### [THE EXERCISE]
Repeat exactly the lines from the line containing "One point rides on each instance of the smartphone" to the last line of the listing, including both.
[INPUT DATA start]
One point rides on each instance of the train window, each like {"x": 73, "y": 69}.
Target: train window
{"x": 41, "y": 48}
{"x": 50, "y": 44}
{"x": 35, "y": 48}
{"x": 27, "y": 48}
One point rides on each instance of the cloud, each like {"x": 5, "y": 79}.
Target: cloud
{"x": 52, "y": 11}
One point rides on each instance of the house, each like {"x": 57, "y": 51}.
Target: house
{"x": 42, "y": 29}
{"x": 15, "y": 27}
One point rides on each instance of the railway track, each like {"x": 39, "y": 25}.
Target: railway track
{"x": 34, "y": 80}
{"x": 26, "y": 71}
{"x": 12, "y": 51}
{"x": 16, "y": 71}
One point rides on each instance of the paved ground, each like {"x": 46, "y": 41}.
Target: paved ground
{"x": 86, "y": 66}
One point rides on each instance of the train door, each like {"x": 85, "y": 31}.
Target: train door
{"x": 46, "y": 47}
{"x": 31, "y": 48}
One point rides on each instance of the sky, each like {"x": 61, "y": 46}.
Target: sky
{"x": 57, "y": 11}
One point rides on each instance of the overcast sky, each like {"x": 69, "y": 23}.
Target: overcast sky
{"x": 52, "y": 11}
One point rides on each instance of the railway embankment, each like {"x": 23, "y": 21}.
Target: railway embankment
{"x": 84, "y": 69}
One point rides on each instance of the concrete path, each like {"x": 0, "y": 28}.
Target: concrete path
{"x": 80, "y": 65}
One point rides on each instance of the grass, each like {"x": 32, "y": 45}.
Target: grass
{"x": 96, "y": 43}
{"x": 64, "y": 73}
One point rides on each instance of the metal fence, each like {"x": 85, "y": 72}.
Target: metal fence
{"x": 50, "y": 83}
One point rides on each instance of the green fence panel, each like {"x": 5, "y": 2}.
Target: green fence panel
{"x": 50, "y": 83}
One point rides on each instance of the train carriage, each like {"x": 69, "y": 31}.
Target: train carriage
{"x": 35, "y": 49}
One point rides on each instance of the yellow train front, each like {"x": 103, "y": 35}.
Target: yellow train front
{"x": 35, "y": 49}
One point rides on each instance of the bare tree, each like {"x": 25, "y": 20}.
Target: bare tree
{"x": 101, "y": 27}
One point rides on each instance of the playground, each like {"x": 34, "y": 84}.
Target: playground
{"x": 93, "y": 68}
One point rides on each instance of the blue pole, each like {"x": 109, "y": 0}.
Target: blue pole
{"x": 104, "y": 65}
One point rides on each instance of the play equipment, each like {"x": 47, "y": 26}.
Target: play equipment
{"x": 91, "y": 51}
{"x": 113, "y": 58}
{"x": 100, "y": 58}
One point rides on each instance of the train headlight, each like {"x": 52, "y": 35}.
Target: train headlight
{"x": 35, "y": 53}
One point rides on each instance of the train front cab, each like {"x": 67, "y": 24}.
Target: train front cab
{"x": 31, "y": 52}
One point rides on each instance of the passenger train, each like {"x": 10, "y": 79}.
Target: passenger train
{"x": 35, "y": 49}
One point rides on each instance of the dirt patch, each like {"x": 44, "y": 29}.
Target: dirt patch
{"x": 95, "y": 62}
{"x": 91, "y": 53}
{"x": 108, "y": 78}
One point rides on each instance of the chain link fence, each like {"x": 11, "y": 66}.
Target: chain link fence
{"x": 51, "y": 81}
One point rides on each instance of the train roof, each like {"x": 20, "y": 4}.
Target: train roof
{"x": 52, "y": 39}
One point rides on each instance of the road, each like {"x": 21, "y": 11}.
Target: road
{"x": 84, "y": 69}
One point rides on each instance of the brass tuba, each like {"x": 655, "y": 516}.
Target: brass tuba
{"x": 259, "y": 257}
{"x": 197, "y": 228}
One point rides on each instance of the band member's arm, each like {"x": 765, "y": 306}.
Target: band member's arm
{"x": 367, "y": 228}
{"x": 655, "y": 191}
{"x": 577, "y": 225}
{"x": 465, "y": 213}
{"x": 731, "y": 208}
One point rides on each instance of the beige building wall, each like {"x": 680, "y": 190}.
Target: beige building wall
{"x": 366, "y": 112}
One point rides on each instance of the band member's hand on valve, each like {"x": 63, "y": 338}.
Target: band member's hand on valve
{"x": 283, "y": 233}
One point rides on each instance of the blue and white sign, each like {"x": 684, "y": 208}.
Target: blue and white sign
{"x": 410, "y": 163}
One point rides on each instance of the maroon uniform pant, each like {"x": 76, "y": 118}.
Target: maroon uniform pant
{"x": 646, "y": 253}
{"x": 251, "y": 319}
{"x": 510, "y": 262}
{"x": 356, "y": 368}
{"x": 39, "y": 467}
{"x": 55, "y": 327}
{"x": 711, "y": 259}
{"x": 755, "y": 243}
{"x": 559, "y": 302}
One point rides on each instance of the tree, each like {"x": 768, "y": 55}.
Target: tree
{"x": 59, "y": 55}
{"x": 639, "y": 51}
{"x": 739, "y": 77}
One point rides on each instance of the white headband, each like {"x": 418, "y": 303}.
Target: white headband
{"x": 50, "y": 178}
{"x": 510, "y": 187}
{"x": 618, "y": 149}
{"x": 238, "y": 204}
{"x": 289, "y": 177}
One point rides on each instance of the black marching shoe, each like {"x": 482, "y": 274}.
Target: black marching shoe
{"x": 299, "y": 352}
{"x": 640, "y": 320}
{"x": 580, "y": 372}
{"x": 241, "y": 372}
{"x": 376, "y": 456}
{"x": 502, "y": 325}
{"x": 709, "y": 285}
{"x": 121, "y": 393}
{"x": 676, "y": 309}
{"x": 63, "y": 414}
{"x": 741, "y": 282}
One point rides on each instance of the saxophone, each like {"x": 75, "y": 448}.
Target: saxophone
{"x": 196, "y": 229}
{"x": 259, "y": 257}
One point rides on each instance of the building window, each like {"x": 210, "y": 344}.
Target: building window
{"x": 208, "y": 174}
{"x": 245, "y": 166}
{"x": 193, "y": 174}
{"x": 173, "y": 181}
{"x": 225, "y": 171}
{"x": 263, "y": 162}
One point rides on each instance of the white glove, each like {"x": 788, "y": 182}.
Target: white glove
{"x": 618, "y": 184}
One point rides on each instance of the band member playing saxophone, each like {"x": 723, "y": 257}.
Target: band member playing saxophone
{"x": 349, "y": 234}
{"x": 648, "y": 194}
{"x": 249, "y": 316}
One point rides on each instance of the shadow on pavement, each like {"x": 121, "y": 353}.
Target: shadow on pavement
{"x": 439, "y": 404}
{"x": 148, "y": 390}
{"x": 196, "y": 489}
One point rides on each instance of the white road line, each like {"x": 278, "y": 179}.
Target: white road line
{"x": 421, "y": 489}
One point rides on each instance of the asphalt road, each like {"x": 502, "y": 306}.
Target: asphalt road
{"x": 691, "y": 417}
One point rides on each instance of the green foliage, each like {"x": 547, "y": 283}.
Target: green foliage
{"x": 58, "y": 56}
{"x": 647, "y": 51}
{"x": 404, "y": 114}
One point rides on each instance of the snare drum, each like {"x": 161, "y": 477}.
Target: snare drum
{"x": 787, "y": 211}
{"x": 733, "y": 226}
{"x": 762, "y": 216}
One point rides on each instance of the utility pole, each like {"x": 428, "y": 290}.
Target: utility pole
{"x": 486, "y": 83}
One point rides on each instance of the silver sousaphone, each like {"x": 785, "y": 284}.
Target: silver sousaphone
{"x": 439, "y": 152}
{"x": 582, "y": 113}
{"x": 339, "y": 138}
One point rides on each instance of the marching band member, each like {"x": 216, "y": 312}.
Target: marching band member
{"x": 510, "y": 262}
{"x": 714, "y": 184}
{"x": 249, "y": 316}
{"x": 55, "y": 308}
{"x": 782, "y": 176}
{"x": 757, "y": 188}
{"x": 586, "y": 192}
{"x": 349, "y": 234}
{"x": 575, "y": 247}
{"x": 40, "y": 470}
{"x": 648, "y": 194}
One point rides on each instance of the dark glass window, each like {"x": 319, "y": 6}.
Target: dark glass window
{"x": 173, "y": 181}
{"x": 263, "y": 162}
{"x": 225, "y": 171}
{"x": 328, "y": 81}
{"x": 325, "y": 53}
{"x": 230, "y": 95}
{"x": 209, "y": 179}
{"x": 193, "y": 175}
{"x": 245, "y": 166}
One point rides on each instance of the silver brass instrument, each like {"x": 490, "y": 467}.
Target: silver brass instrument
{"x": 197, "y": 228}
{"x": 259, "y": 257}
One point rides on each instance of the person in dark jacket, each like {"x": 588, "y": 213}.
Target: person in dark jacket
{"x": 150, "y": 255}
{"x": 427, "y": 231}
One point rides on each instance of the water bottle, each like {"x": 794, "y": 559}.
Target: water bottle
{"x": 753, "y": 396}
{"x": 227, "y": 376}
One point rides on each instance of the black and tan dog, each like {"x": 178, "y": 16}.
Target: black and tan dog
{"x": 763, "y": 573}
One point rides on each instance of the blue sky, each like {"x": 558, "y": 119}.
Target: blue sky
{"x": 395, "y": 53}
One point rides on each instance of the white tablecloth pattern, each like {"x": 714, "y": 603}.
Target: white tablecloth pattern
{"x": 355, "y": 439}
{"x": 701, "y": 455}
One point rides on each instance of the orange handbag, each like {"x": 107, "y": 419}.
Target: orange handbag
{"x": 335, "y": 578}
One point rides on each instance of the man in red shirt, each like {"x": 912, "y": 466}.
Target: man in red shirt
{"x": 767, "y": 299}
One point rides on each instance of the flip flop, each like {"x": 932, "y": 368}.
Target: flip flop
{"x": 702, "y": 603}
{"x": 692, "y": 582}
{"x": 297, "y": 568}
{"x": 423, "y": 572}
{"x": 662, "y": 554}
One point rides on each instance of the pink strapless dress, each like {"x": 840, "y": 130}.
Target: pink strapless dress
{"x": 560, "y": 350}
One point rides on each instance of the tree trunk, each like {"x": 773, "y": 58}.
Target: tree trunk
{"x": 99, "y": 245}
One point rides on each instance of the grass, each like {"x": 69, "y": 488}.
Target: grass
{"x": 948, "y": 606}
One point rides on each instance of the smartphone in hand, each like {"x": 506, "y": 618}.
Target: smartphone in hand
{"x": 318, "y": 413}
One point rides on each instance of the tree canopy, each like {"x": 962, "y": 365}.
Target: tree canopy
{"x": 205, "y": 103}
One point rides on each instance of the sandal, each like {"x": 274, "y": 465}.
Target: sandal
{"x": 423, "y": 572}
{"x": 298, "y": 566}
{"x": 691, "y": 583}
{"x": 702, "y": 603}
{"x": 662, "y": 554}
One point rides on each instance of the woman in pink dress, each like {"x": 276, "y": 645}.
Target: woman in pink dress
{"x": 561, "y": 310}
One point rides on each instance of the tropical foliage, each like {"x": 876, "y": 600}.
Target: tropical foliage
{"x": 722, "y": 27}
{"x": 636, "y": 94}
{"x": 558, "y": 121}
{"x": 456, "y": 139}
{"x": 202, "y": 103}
[INPUT DATA end]
### [SOLUTION TO THE EXERCISE]
One point rides on each instance of the smartphone in hand, each like {"x": 506, "y": 618}.
Target: smartphone in hand
{"x": 318, "y": 413}
One point rides on each instance of the tree canopy, each like {"x": 962, "y": 365}.
Target: tree canopy
{"x": 205, "y": 103}
One point rides on each instance of the sandal, each like {"x": 274, "y": 465}.
Target: sandal
{"x": 423, "y": 572}
{"x": 298, "y": 566}
{"x": 691, "y": 583}
{"x": 702, "y": 603}
{"x": 662, "y": 554}
One point rides on each instance of the woman in pink dress, each like {"x": 276, "y": 645}.
Target: woman in pink dress
{"x": 561, "y": 310}
One point rides on each instance of the tropical foliage, each like {"x": 876, "y": 600}.
Target: tropical foliage
{"x": 722, "y": 27}
{"x": 636, "y": 94}
{"x": 558, "y": 121}
{"x": 456, "y": 139}
{"x": 202, "y": 103}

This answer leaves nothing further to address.